Passage to read:
════════
Questions and Solutions
Question 1:
Find the rate of change of the area of a circle with respect to its radius \( r \) when (a) \( r = 3\;\text{cm} \), (b) \( r = 4\;\text{cm} \).
Question 2:
The volume of a cube is increasing at the rate of \( 8\;\text{cm}^3/\text{s} \). How fast is the surface area increasing when the length of its edge is \( 12\;\text{cm} \)?
Question 3:
An edge of a variable cube is increasing at the rate of \( 3\;\text{cm}/\text{s} \). How fast is the volume of the cube increasing when the edge is \( 10\;\text{cm} \) long?
Question 4:
A stone is dropped into a quiet lake and waves move in circles at the speed of \( 5\;\text{cm}/\text{s} \). At the instant when the radius of the circular wave is \( 8\;\text{cm} \), how fast is the enclosed area increasing?
Question 5:
The radius of a circle is increasing at the rate of \( 0.7\;\text{cm}/\text{s} \). What is the rate of increase of its circumference?
Question 6:
The length \( x \) of a rectangle is decreasing at the rate of \( 5\;\text{cm}/\text{min} \) and the width \( y \) is increasing at the rate of \( 4\;\text{cm}/\text{min} \). When \( x = 8\;\text{cm} \) and \( y = 6\;\text{cm} \), find the rates of change of (a) the perimeter, and (b) the area of the rectangle.
Question 7:
A balloon, which always remains spherical on inflation, is being inflated by pumping in 900 cubic centimeters of gas per second. Find the rate at which the radius of the balloon increases when the radius is \( 15\;\text{cm} \).
Question 8:
A balloon, which always remains spherical has a variable radius. Find the rate at which its volume is increasing with the radius when the latter is \( 10\;\text{cm} \).
Question 9:
A ladder \( 5\;\text{m} \) long is leaning against a wall. The bottom of the ladder is pulled along the ground, away from the wall, at the rate of \( 2\;\text{cm}/\text{s} \). How fast is its height on the wall decreasing when the foot of the ladder is \( 4\;\text{m} \) away from the wall?
Question 10:
A particle is moving along the curve \( 6y = x^3 + 2 \). Find the points on the curve at which the \( y \)-coordinate is changing 8 times as fast as the \( x \)-coordinate.
Question 11:
The radius of an air bubble is increasing at the rate of \( \frac{1}{2}\;\text{cm}/\text{s} \). At what rate is the volume of the bubble increasing when the radius is \( 1\;\text{cm} \)?
Question 12:
A balloon, which always remains spherical, has a variable diameter \( \frac{3}{2}(2x + 1) \). Find the rate of change of its volume with respect to \( x \).
Question 13:
Sand is pouring from a pipe at the rate of \( 12\;\text{cm}^3/\text{s} \). The falling sand forms a cone on the ground in such a way that the height of the cone is always one-sixth of the radius of the base. How fast is the height of the sand cone increasing when the height is \( 4\;\text{cm} \)?
Question 14:
The rate of change of the area of a circle with respect to its radius \( r \) at \( r = 6\;\text{cm} \) is: (A) \( 10\pi \) (B) \( 12\pi \) (C) \( 8\pi \) (D) \( 12\pi \)
════════
Collected data:
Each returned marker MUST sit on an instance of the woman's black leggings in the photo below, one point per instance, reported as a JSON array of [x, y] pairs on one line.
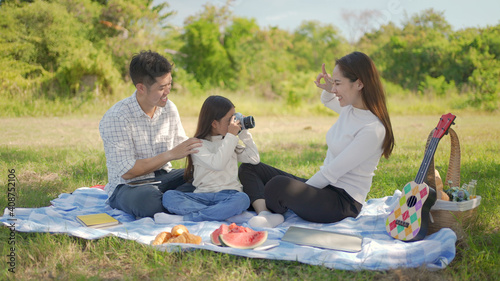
════════
Written request 1: In the rate-of-change problem set, how much gas is pumped into the balloon each second in Question 7?
Written request 2: From the rate-of-change problem set, extract the passage starting with "Questions and Solutions" and going on through "enclosed area increasing?".

Correct answer 1: 900 cubic centimeters of gas per second.

Correct answer 2:
Questions and Solutions
Question 1:
Find the rate of change of the area of a circle with respect to its radius \( r \) when (a) \( r = 3\;\text{cm} \), (b) \( r = 4\;\text{cm} \).
Question 2:
The volume of a cube is increasing at the rate of \( 8\;\text{cm}^3/\text{s} \). How fast is the surface area increasing when the length of its edge is \( 12\;\text{cm} \)?
Question 3:
An edge of a variable cube is increasing at the rate of \( 3\;\text{cm}/\text{s} \). How fast is the volume of the cube increasing when the edge is \( 10\;\text{cm} \) long?
Question 4:
A stone is dropped into a quiet lake and waves move in circles at the speed of \( 5\;\text{cm}/\text{s} \). At the instant when the radius of the circular wave is \( 8\;\text{cm} \), how fast is the enclosed area increasing?